* start Raw data *

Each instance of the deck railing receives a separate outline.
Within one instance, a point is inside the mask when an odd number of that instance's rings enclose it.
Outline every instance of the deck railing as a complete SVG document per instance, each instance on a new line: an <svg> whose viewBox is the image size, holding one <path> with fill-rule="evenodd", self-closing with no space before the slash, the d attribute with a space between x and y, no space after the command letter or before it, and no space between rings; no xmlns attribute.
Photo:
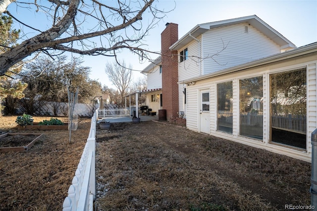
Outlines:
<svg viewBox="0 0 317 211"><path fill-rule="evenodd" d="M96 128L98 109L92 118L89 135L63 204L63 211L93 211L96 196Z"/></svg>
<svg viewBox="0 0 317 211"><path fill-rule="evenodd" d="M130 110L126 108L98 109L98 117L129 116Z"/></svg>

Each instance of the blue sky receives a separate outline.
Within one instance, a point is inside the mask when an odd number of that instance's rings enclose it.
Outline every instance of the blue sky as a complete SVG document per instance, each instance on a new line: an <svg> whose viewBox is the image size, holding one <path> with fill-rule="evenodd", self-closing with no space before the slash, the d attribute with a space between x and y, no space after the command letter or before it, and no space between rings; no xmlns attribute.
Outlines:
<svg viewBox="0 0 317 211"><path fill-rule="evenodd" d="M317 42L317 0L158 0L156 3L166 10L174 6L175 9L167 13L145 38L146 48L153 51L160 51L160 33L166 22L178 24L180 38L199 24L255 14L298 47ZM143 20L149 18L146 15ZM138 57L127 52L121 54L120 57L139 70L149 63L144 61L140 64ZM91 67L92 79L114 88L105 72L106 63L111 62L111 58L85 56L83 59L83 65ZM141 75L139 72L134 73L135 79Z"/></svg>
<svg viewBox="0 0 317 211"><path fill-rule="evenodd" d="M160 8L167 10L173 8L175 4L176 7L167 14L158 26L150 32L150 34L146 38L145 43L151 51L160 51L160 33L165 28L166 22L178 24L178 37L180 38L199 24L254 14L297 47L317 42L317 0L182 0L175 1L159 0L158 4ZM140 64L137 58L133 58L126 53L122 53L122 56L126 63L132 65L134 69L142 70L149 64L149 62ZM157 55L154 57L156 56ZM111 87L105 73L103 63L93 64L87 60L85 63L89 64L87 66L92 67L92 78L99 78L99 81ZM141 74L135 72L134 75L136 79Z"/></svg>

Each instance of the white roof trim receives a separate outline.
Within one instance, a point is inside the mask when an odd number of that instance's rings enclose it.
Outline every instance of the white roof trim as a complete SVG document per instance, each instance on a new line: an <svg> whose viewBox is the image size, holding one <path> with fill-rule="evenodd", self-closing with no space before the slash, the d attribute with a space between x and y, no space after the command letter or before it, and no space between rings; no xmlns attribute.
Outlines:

* end Raw data *
* start Raw data *

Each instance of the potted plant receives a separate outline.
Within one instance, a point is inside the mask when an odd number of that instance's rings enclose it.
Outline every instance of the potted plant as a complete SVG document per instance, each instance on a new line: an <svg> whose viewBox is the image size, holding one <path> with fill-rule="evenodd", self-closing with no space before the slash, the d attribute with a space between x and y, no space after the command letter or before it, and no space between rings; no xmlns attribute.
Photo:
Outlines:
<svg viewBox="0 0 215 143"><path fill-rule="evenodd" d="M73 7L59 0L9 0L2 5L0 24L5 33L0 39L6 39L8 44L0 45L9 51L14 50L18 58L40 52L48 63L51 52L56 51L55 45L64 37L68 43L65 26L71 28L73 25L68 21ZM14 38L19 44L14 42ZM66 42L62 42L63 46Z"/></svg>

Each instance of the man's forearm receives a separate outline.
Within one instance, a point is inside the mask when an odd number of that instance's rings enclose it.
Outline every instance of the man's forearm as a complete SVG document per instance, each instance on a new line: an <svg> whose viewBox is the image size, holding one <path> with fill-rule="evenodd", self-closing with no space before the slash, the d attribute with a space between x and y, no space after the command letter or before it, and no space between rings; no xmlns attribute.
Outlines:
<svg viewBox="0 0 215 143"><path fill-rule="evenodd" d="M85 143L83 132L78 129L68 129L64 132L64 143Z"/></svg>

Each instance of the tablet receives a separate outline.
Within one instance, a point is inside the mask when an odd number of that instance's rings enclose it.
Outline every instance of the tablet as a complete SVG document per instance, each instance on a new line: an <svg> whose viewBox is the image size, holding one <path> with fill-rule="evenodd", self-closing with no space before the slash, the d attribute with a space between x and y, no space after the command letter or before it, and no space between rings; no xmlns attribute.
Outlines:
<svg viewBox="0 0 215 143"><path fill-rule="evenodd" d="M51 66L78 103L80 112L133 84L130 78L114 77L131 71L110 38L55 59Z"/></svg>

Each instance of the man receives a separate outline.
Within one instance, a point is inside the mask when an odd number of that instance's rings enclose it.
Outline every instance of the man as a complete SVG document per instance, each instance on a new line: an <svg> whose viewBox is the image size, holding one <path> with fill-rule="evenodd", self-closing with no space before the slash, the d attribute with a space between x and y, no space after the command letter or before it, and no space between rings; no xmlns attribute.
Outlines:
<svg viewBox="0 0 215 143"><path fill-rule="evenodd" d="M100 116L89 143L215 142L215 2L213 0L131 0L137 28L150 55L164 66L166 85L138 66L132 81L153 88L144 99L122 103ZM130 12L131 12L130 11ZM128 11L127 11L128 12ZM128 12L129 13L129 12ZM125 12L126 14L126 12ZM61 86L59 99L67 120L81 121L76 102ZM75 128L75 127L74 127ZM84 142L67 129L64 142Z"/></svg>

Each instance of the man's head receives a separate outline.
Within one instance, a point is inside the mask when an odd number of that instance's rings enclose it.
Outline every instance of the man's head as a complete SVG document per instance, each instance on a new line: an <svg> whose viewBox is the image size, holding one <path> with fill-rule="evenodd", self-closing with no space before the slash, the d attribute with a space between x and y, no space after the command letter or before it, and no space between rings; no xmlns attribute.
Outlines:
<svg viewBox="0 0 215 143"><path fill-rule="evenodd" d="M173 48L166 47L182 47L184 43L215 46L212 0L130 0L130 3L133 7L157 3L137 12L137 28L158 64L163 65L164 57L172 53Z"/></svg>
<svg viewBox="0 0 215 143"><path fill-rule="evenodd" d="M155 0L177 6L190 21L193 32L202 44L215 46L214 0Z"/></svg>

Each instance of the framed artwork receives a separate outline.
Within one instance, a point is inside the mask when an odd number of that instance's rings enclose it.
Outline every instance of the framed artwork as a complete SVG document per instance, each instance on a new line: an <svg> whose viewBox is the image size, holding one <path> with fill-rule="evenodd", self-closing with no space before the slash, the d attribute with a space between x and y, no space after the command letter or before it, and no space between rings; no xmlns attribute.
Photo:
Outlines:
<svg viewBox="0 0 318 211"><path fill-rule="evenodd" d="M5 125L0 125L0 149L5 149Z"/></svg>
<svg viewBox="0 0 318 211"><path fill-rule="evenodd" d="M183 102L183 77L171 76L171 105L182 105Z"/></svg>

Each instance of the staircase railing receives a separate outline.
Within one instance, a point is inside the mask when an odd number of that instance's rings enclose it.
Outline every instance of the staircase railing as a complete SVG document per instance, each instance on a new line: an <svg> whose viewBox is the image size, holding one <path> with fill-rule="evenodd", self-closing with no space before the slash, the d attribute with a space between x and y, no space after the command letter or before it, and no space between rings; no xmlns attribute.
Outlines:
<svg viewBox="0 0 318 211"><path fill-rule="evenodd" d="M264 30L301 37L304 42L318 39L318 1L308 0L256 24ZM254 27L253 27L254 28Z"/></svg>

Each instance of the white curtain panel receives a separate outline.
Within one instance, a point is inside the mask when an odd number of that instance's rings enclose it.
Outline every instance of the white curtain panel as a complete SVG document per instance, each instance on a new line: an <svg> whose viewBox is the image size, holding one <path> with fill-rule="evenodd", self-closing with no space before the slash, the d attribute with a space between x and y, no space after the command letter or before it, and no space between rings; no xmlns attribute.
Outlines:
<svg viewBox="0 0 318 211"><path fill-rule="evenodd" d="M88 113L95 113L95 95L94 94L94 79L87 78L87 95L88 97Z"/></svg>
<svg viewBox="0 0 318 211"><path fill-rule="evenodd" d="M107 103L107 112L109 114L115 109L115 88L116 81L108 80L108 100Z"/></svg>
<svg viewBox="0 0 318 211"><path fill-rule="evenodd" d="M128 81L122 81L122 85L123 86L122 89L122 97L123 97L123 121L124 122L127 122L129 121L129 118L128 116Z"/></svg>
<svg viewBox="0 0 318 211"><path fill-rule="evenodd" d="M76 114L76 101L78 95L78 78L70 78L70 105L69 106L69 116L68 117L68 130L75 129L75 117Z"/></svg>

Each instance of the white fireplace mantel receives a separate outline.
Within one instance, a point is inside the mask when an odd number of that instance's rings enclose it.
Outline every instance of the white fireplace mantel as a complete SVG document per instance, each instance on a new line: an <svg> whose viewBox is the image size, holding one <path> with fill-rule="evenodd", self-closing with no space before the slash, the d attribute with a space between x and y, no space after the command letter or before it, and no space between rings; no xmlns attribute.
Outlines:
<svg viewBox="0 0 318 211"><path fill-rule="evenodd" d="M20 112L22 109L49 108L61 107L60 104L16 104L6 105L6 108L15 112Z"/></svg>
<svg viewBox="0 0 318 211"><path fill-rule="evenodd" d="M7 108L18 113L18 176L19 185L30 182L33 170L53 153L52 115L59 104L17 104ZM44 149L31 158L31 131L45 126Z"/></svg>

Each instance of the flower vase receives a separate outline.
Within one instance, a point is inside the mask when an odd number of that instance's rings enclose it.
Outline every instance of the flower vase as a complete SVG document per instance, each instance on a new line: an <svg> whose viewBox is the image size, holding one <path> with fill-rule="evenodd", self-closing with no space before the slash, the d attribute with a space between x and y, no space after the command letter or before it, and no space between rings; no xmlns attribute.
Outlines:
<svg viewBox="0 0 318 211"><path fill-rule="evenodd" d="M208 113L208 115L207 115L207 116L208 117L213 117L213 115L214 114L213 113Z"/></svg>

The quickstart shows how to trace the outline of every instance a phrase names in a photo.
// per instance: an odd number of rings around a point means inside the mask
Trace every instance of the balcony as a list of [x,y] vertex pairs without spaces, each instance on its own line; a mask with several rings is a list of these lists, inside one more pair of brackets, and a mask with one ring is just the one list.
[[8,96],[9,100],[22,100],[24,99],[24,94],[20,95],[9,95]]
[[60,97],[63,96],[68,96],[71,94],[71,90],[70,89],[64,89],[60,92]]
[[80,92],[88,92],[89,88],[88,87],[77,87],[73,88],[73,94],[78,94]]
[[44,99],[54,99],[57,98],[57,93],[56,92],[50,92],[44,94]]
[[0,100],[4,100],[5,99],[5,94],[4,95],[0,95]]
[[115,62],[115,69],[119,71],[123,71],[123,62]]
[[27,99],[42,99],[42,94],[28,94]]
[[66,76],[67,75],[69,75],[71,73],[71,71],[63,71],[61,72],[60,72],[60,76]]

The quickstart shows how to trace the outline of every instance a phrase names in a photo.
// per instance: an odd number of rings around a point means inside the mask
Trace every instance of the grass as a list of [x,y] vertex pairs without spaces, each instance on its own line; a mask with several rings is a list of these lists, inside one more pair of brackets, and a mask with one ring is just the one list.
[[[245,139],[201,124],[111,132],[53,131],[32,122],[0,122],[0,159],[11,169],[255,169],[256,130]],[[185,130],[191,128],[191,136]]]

* end Raw data *
* start Raw data *

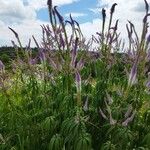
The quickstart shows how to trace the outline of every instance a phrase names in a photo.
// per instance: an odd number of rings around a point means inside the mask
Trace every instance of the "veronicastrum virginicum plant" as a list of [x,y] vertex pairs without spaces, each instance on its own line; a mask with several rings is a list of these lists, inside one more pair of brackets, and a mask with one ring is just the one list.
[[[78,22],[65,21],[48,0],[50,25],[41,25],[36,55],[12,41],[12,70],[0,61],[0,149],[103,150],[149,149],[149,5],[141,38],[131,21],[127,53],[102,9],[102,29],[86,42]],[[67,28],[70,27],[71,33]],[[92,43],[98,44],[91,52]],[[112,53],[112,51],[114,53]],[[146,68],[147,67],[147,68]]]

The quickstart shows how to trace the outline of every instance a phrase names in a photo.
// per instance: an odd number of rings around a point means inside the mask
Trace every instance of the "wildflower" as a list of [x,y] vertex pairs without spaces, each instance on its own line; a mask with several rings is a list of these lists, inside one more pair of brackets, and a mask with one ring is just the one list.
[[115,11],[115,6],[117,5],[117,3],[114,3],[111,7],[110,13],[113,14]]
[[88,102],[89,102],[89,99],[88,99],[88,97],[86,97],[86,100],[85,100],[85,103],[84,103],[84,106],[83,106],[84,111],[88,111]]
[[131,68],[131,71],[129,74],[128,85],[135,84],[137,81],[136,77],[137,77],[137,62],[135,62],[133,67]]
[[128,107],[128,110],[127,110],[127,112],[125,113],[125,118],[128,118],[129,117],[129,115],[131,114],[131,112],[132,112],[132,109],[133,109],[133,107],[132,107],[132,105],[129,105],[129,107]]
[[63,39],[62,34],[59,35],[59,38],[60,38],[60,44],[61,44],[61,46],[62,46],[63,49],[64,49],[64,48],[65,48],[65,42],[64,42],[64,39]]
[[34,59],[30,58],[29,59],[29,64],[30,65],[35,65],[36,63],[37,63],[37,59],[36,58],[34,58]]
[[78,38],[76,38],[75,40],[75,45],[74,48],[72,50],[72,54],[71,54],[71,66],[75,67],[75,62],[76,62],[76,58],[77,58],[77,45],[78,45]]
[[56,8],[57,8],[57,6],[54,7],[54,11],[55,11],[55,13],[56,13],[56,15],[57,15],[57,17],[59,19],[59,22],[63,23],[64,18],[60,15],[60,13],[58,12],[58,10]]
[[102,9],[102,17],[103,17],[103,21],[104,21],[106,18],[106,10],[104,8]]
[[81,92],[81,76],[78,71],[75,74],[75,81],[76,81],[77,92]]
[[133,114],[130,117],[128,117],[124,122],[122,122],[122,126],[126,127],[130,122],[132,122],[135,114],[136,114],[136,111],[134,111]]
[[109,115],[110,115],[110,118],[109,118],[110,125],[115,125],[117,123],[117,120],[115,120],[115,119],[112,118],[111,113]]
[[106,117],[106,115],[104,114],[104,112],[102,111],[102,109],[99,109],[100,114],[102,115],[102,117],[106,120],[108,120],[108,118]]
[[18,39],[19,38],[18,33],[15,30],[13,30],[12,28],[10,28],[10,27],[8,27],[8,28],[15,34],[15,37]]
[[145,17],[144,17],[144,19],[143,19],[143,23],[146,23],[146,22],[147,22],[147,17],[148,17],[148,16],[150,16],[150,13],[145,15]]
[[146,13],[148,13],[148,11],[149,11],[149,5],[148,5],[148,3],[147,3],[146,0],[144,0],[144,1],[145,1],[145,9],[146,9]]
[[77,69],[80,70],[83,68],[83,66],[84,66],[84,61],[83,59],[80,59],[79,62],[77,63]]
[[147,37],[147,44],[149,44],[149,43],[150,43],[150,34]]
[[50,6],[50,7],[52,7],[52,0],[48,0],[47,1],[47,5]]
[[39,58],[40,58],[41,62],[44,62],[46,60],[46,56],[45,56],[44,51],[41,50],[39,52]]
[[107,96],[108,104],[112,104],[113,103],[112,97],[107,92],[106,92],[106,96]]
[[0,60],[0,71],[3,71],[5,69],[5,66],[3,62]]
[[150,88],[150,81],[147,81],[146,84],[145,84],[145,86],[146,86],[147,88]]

* end Raw data *

● Requirements
Write out the rows starting at the line that contains "Each instance of the tablet" and ending at the line that contains "66L78 103L80 112L133", both included, exactly as they stand.

● Solution to the exercise
Each instance of the tablet receives a separate outline.
Within one instance, a point is inside the mask when an odd number of that instance's rings enclose it.
Outline every instance of the tablet as a complete SVG document per instance, each instance on a new line: an <svg> whose viewBox is the image size, holding one <path> with fill-rule="evenodd", self-closing with no space before the slash, the d attribute with a space between x and y, no space after the command letter or before it, and no space between rings; no xmlns attribute.
Outlines:
<svg viewBox="0 0 215 143"><path fill-rule="evenodd" d="M51 66L78 103L80 112L133 84L130 78L114 77L131 71L110 38L55 59Z"/></svg>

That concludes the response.